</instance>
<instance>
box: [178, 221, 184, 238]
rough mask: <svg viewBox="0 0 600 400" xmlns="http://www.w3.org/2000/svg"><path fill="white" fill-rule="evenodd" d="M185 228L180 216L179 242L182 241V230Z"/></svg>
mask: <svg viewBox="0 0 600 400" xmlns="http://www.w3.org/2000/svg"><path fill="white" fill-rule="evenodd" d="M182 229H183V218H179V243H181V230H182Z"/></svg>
┄┄┄┄┄┄┄┄┄┄
▶ **What the task requires**:
Return the listing above verbatim.

▶ **Exercise response**:
</instance>
<instance>
box: [178, 221, 184, 238]
rough mask: <svg viewBox="0 0 600 400" xmlns="http://www.w3.org/2000/svg"><path fill="white" fill-rule="evenodd" d="M185 228L180 216L179 242L182 241V230Z"/></svg>
mask: <svg viewBox="0 0 600 400" xmlns="http://www.w3.org/2000/svg"><path fill="white" fill-rule="evenodd" d="M182 229H183V218H179V243H181V230H182Z"/></svg>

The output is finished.